(Task description)
Write out, word for word, the part of the HLS EVI extraction notes between "# Harmonized Landsat" and "EVI per district.", inclusive.

[START OF Reading text]

# Harmonized Landsat Sentinel (HLS) EVI extraction

**Project:** Georgia and Texas Agriculture

**Date:** 03/10/2025

**Code Contact:** Henry Osei, henryoseipoku77@gmail.com

**Inputs:** Boundary shapefile for each NASS district of interest. Cotton mask for each district that was generated in the TXGA_CottonMask.ipynb file. 

**Outputs:** CSV files of monthly Enhanced Vegetation Index (EVI).

**Description:** This script derives EVI values per month (March to November) for the NASS districts of interest from 2015 to 2024. Firstly, the red, blue, and NIR bands are extracted from the HLS data to calculate EVI. EVI tiles for each district are mosaicked into a single EVI tile per district. Half monthly composites of EVI are then created for a finer EVI time series. Finally, all half monthly EVI csv files per year are assembled together to produce montly EVI per district.

[END OF Reading text]
[START OF Listed records]

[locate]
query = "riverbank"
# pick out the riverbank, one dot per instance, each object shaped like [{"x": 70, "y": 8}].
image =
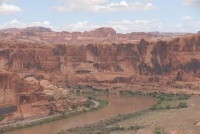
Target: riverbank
[
  {"x": 98, "y": 104},
  {"x": 169, "y": 109}
]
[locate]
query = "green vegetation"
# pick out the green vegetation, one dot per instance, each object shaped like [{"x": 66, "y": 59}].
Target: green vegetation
[
  {"x": 102, "y": 104},
  {"x": 103, "y": 127},
  {"x": 135, "y": 128}
]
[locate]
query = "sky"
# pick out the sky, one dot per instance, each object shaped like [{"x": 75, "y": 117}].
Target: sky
[{"x": 124, "y": 16}]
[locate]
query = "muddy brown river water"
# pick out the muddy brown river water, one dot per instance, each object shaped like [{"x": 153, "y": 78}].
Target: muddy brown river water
[{"x": 117, "y": 105}]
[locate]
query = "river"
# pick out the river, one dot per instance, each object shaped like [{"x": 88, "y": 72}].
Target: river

[END OF Listed records]

(Written response)
# Harmonized Landsat Sentinel (HLS) EVI extraction

**Project:** Georgia and Texas Agriculture

**Date:** 03/10/2025

**Code Contact:** Henry Osei, henryoseipoku77@gmail.com

**Inputs:** Boundary shapefile for each NASS district of interest. Cotton mask for each district that was generated in the TXGA_CottonMask.ipynb file. 

**Outputs:** CSV files of monthly Enhanced Vegetation Index (EVI).

**Description:** This script derives EVI values per month (March to November) for the NASS districts of interest from 2015 to 2024. Firstly, the red, blue, and NIR bands are extracted from the HLS data to calculate EVI. EVI tiles for each district are mosaicked into a single EVI tile per district. Half monthly composites of EVI are then created for a finer EVI time series. Finally, all half monthly EVI csv files per year are assembled together to produce montly EVI per district.